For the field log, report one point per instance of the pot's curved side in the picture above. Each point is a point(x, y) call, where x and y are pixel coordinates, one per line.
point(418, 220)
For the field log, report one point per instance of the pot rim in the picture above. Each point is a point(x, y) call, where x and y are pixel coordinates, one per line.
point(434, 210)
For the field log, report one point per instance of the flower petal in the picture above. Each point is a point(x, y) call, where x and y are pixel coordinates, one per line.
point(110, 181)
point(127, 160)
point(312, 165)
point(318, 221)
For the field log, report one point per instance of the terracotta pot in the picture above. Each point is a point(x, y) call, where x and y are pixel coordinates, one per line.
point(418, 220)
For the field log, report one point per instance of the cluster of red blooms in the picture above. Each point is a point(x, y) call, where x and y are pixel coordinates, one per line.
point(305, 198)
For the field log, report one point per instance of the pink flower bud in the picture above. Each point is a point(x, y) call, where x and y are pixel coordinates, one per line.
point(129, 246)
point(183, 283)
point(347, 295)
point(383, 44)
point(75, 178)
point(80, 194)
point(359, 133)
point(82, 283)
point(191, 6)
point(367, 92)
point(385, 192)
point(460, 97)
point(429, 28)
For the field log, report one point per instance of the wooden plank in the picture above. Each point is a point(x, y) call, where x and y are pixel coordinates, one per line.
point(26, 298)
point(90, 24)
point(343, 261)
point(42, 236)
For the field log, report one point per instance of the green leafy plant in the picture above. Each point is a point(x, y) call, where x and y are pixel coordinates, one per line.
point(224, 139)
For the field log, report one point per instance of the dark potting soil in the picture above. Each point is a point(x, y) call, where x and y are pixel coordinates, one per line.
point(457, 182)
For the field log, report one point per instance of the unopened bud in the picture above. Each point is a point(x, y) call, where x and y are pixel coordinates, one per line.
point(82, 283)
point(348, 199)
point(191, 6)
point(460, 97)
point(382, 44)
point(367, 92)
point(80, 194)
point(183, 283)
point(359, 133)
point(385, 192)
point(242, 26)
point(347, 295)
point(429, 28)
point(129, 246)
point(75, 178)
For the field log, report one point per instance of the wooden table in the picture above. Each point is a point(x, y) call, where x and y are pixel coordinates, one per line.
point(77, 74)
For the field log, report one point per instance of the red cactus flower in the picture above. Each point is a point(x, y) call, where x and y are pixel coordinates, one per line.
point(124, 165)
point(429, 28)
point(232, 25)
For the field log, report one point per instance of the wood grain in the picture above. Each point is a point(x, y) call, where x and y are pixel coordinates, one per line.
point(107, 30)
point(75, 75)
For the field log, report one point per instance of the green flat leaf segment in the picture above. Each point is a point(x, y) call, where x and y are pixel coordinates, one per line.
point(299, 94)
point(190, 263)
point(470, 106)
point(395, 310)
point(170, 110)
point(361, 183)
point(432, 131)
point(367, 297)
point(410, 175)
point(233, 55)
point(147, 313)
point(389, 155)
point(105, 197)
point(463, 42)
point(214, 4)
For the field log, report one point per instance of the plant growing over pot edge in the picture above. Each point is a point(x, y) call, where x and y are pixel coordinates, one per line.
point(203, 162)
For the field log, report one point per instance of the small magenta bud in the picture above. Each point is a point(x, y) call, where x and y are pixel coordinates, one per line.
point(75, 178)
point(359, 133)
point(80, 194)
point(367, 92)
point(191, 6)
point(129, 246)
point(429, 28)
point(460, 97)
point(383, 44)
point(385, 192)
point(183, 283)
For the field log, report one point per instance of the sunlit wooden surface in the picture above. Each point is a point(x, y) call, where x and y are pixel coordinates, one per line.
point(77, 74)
+++
_WHAT IS NEEDED_
Every record should be repeated exactly; please leave none out.

_RESPONSE TO THE TASK_
For the field log, report one point per instance of the pot's curved side in the picture above. Each point is a point(x, y) call, where x and y are pixel coordinates, one per line.
point(418, 220)
For the field log, report one point per instance of the pot rim in the picture above. Each point is a point(x, y) call, where x and y are pixel coordinates, one per line.
point(434, 210)
For the field log, report one point per instance of the flower petal in the picture above. Each point is a point(x, y) call, where x and y are pixel coordinates, one per line.
point(110, 181)
point(127, 160)
point(312, 165)
point(318, 221)
For the field log, report one point per instance of the terracotta pot in the picture above. Each point is a point(x, y) call, where x and y are pixel coordinates, one per line.
point(418, 220)
For the field log, report one point per instance of the cluster of red blooms in the picture above. Each point is a point(x, y) call, where x and y are pixel coordinates, one per line.
point(305, 198)
For the field log, report one point per instance of the pink flower bud in the picture above. Each point is a point(x, y) call, where x and y are pixel coordinates, one per line.
point(129, 246)
point(183, 283)
point(347, 295)
point(383, 44)
point(75, 178)
point(80, 194)
point(359, 133)
point(82, 283)
point(191, 6)
point(367, 92)
point(385, 192)
point(460, 97)
point(429, 28)
For the field log, report one point per instance of the wooden plank in the picture above. Each point is a point(x, y) call, where x and y are pixel coordinates, one per line.
point(26, 298)
point(90, 24)
point(343, 261)
point(42, 236)
For the field log, report one point per instance of the green leafy plant in the picture above. Each point is a point(x, y) call, where x and y are pixel coordinates, one per line.
point(224, 139)
For the field log, report one point per instance of the dark potting soil in the picture above. Each point is a point(x, y) call, where x and y are pixel coordinates, one per line.
point(457, 182)
For the field log, report one point per instance of the unopened bud in the picture above. Each point is a point(x, y) call, where x and y are pixel coordinates, one per line.
point(82, 283)
point(348, 199)
point(191, 6)
point(460, 97)
point(382, 44)
point(367, 92)
point(80, 194)
point(183, 283)
point(359, 133)
point(385, 192)
point(242, 26)
point(347, 295)
point(429, 28)
point(129, 246)
point(75, 178)
For the field log, report one point per instance of the wooden table in the picture above. Each point is a point(x, y) call, where x and y are pixel coordinates, one per line.
point(77, 74)
For the field log, report one point per instance of the red cactus flower in the picture above. Each point is a point(x, y) call, where x and y are pixel coordinates, one per line.
point(124, 165)
point(429, 28)
point(232, 25)
For the field log, report one point per instance of the wood grain in the picture above. Each point is a point(x, y) call, where x and y are pixel coordinates, one per line.
point(107, 30)
point(75, 75)
For the field log, report one point per instance of the green flat leaf segment in the picture above. Each point is a point(x, y) call, where x and y are pixel coordinates, one per line.
point(299, 94)
point(190, 263)
point(470, 106)
point(395, 310)
point(170, 110)
point(361, 183)
point(432, 131)
point(367, 297)
point(410, 175)
point(233, 55)
point(147, 313)
point(389, 155)
point(105, 197)
point(463, 42)
point(214, 4)
For the field log, report one point per instance of the plant growing over pot edge in the picture above. Each point is a point(x, y) call, where x and y are pixel coordinates, one per line.
point(203, 162)
For the field log, report one point per instance of the small magenta bud in the picture above. Each point is a point(x, y) call, where x and y are pixel coordinates, one per line.
point(75, 178)
point(359, 133)
point(80, 194)
point(367, 92)
point(191, 6)
point(129, 246)
point(429, 28)
point(460, 97)
point(383, 44)
point(385, 192)
point(183, 283)
For the field log, report one point per instance of the sunlit wooden surface in the picture above. Each point is a point(x, y) call, where x and y are pixel coordinates, one per line.
point(77, 74)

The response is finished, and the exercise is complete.